— BEGIN Data for processing —
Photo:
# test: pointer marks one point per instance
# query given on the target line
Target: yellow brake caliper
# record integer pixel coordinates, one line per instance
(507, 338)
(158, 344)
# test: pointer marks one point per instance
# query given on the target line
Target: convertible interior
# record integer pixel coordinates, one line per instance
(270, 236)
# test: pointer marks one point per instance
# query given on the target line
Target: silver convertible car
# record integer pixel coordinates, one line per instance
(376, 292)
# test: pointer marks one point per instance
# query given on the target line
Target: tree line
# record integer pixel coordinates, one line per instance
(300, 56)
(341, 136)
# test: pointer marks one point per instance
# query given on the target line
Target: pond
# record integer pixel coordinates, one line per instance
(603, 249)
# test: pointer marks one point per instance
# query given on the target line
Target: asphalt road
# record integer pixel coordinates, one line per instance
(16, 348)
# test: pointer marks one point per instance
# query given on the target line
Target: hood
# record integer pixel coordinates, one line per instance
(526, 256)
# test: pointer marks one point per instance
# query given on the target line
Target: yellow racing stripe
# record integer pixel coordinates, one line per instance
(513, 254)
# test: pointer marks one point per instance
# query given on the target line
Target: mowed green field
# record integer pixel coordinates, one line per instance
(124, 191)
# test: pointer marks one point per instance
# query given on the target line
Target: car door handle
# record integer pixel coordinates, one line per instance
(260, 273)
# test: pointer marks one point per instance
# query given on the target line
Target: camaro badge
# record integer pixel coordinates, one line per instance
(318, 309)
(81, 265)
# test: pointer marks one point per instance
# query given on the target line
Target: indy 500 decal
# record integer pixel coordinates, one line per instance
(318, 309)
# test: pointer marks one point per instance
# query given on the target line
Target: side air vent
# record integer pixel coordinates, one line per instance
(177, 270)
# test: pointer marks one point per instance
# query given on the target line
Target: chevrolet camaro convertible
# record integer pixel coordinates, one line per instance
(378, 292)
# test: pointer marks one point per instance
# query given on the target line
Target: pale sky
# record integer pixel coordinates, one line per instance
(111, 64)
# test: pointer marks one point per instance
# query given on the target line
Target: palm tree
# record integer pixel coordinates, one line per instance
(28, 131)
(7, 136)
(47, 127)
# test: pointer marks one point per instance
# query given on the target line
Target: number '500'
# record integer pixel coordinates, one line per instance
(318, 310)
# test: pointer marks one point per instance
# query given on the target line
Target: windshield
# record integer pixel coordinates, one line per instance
— END Data for processing —
→ Aim of the task:
Every entry must be output again, exactly as written above.

→ Task solution:
Photo:
# test: pointer marks one point per instance
# query given on the target line
Target: yellow brake caliper
# record integer pixel coordinates, one line per instance
(507, 338)
(158, 344)
# test: pointer marks one point per instance
# query given on the target line
Target: convertible interior
# record integer pixel coordinates, one line per instance
(270, 236)
# test: pointer marks one point per instance
# query given on the target line
Target: silver convertible car
# record integer pixel coordinates, one line per instance
(376, 292)
# test: pointer marks one point per instance
# query given on the target line
Target: tree line
# record integer pixel coordinates, one line per instance
(300, 56)
(341, 136)
# test: pointer marks one point per instance
# query given on the target line
Target: pond
# record integer pixel coordinates, one line per instance
(603, 249)
# test: pointer marks one point per instance
# query given on the target line
Target: asphalt road
# record integer pixel coordinates, one line per instance
(16, 348)
# test: pointer marks one point per instance
# query given on the target line
Target: hood
# record integer pixel coordinates, one line per instance
(526, 256)
# test: pointer marks one point per instance
# query given on the target line
Target: yellow racing stripe
# record integer pixel coordinates, one line per instance
(513, 254)
# test: pointer marks one point per instance
# query given on the target line
Target: mowed green field
# record integer pixel coordinates, one line per instance
(124, 191)
# test: pointer marks one point per instance
# query given on the target line
Target: car door handle
# record integer pixel coordinates, one line per instance
(260, 273)
# test: pointer marks one point per instance
# query given on the target line
Target: camaro badge
# record integer pixel coordinates, one line per instance
(318, 309)
(81, 265)
# test: pointer marks one point per instance
# query given on the target line
Target: indy 500 decal
# record integer pixel coordinates, one line per instance
(318, 309)
# test: pointer marks one point per instance
# query given on the target line
Target: side air vent
# record integer pixel coordinates, one line per instance
(177, 270)
# test: pointer marks one point per instance
# query given on the target line
Target: chevrolet camaro convertible
# record integer pixel coordinates, one line per instance
(378, 292)
# test: pointer marks one point per instance
# query given on the target line
Target: pale sky
# record integer pixel coordinates, one line per instance
(111, 64)
# test: pointer marks one point per instance
# query given on the target line
Target: palm tree
# record integer pixel coordinates, one line per instance
(28, 131)
(7, 136)
(47, 127)
# test: pointer marks one point per instance
# query given on the target line
Target: number '500'
# record integer pixel coordinates, one line per instance
(318, 310)
# test: pointer marks one point per instance
# query given on the target line
Target: windshield
# record integer pixel coordinates, one line per instance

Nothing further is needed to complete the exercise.